Jurassic World 3 Explains John Hammond's Mosquito Luck
Jurassic World: Dominion's opening scene is an ingenious retcon that explains John Hammond's amazing luck and Jurassic Park's dinosaur creation myth.
Jurassic World: Dominion's opening sequence explains how John Hammond (Richard Attenborough) was so lucky to find a mosquito preserved in amber that contained the DNA he needed to clone dinosaurs in Jurassic Park. Although director Colin Trevorrow's conclusion to his Jurassic World trilogy doesn't hit movie theaters until June 2022, fans can get a preview of Jurassic World: Dominion footage attached to IMAX screenings of Fast & Furious 9.
The pseudo-science Hammond and his genetics company, InGen, used to breed cloned dinosaurs in Steven Spielberg's blockbuster 1993 film was derived from the Jurassic Park novel by Michael Crichton. Hammond and his chief geneticist, Dr. Henry Wu (B.D. Wong) achieved this miracle of science by extracting dinosaur DNA from the blood sucked by mosquitos in the Cretaceous era. The insects were found preserved in amber with the dino DNA in their blood intact. InGen's geneticists were then able to clone dinosaurs from the blood and the used amphibian DNA to fill the holes in the dinos' genetic code. Hammond's company cloned 15 dinosaur species in the original Jurassic Park. By 2015, when the theme park was rebuilt and successfully operated as Jurassic World, Dr. Wu was able to add hybrid monster dinosaurs like the Indominus Rex to InGen's menagerie.
Jurassic World: Dominion's opening scene shows the mosquito sucking the blood of a Brachiosaurus. Then, a battle between a Tyrannosaurus Rex and an even bigger apex predator the film introduces, the Gigantosaurus, commences, with the mighty T-Rex being killed by the Gigantosaurus. The critter then sucks the blood of the T-Rex from its corpse before it finds itself consumed by the amber, which preserves it and the dino blood it's carrying perfectly for the next 65-million years. Because John Hammond "spared no expense", InGen eventually finds this mosquito and extracts the DNA within it to clone Jurassic Park's original dinosaurs. Thus, in an ingenious retcon, the T-Rex in Jurassic Park is the clone of the T-Rex that died at the start of Jurassic World: Dominion, in a profound circle of life moment.

◆ **Provided material**:
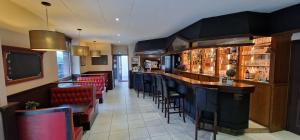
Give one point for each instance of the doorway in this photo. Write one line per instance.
(293, 123)
(120, 68)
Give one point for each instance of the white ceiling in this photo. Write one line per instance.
(139, 19)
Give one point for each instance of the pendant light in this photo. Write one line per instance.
(78, 50)
(95, 53)
(45, 40)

◆ **Exercise tasks**:
A: From the article on Jurassic World: Dominion's opening scene, list every kind of dinosaur it names.
B: Rewrite the article on Jurassic World: Dominion's opening scene from "Jurassic World: Dominion's opening scene shows" to "of life moment.", putting "Spinosaurus" in place of "Gigantosaurus".
C: Extend the article on Jurassic World: Dominion's opening scene, continuing from its last sentence.

◆ **Results of the tasks**:
A: Brachiosaurus, Tyrannosaurus Rex (T-Rex), Gigantosaurus, Indominus Rex

B:
Jurassic World: Dominion's opening scene shows the mosquito sucking the blood of a Brachiosaurus. Then, a battle between a Tyrannosaurus Rex and an even bigger apex predator the film introduces, the Spinosaurus, commences, with the mighty T-Rex being killed by the Spinosaurus. The critter then sucks the blood of the T-Rex from its corpse before it finds itself consumed by the amber, which preserves it and the dino blood it's carrying perfectly for the next 65-million years. Because John Hammond "spared no expense", InGen eventually finds this mosquito and extracts the DNA within it to clone Jurassic Park's original dinosaurs. Thus, in an ingenious retcon, the T-Rex in Jurassic Park is the clone of the T-Rex that died at the start of Jurassic World: Dominion, in a profound circle of life moment.

C:
Colin Trevorrow decided to open Jurassic World: Dominion in the Cretaceous era to show the dinosaurs in their natural time and environment, which is something fans have seen yet in the five previous films. Not only did this move allow Trevorrow to integrate 7 new dinosaur species that also haven't appeared in the Jurassic movies before, including the Gigantosaurus, but it gave the director the chance to answer a question that the entire franchise hinges on: How did John Hammond get so lucky to find a mosquito that was able to suck the blood he needed to clone his dinosaurs 65 million years later? Jurassic World: Dominion's prologue ingenuously answers that question with a violent Cretaceous conflict and the fateful, blood-sucking insect that would provide the means for dinosaurs to live again in the 20th and 21st centuries.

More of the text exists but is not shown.